Exhibition at First Street Gallery, 526 W. 26th Street, Room 209, NY, NY 10001
May 24 - June 18, 2016
Reception June 2, 2016: 6-8pm
Exhibition essay written by Peter Malone:
As most of us are now resigned to a perennially unsettled art world, we have evolved a near routine resilience to sudden changes in an artist’s direction. And yet changes can still be unnerving, especially for those who have followed an artist for a considerable period, only to find them one day a stranger. Presented with a new vision, members of an artist’s audience are likely to feel themselves compelled—one is tempted to say coerced—into intensifying their participation as an audience member.

MATERIAL SHOWN:
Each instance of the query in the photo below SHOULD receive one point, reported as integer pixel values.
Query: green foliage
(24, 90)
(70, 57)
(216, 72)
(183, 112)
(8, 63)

EXERCISE OBJECTIVE: Set down the exhibition text from "Exhibition at First" up to and including "an audience member.", copying it word for word.

SOLUTION TO THE EXERCISE:
Exhibition at First Street Gallery, 526 W. 26th Street, Room 209, NY, NY 10001
May 24 - June 18, 2016
Reception June 2, 2016: 6-8pm
Exhibition essay written by Peter Malone:
As most of us are now resigned to a perennially unsettled art world, we have evolved a near routine resilience to sudden changes in an artist’s direction. And yet changes can still be unnerving, especially for those who have followed an artist for a considerable period, only to find them one day a stranger. Presented with a new vision, members of an artist’s audience are likely to feel themselves compelled—one is tempted to say coerced—into intensifying their participation as an audience member.